Instructions for the task: Format every line of the entries below as a single numbered list, omitting any blank lines.

===== Excerpted data =====

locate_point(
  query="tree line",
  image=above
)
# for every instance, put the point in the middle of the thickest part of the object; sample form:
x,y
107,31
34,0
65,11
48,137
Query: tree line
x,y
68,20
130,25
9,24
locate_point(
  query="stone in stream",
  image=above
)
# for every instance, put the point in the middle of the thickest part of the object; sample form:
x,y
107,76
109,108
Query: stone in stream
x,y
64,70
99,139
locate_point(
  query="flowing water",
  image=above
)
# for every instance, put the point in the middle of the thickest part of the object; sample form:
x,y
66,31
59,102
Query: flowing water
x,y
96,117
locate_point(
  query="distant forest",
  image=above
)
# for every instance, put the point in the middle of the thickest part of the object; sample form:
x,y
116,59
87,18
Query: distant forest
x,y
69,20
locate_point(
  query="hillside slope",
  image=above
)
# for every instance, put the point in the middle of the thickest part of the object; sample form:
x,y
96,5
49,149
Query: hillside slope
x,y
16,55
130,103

=====

Task answer:
1. locate_point(
2.   query="tree line",
3.   image=above
4. )
5. # for every instance, put the point in the middle of the thickest part of the object; sample form:
6. x,y
7. 107,31
8. 34,0
9. 65,11
10. 48,137
11. Query: tree line
12. x,y
13. 68,20
14. 130,25
15. 9,24
16. locate_point(
17.   query="stone in stream",
18.   image=above
19. )
20. # for every instance, put the point in the middle of the thickest part of the object; sample form:
21. x,y
22. 107,76
23. 109,108
24. Query: stone in stream
25. x,y
26. 64,70
27. 99,139
28. locate_point(
29.   query="flowing water",
30.   image=above
31. )
32. # for every instance, put the point in the middle of the thickest part of the object; sample form:
33. x,y
34. 66,31
35. 59,102
36. Query: flowing water
37. x,y
38. 96,117
39. locate_point(
40.   query="distant forest",
41.   image=above
42. )
43. # for every instance, put the point in the middle of the thickest part of the object; sample form:
44. x,y
45. 116,59
46. 87,18
47. Query: distant forest
48. x,y
49. 69,20
50. locate_point(
51.   query="hillside slope",
52.   image=above
53. )
54. # for every instance, put the point in the middle of the thickest part of the object; sample form:
55. x,y
56. 96,5
57. 49,149
58. Query: hillside slope
59. x,y
60. 16,55
61. 130,103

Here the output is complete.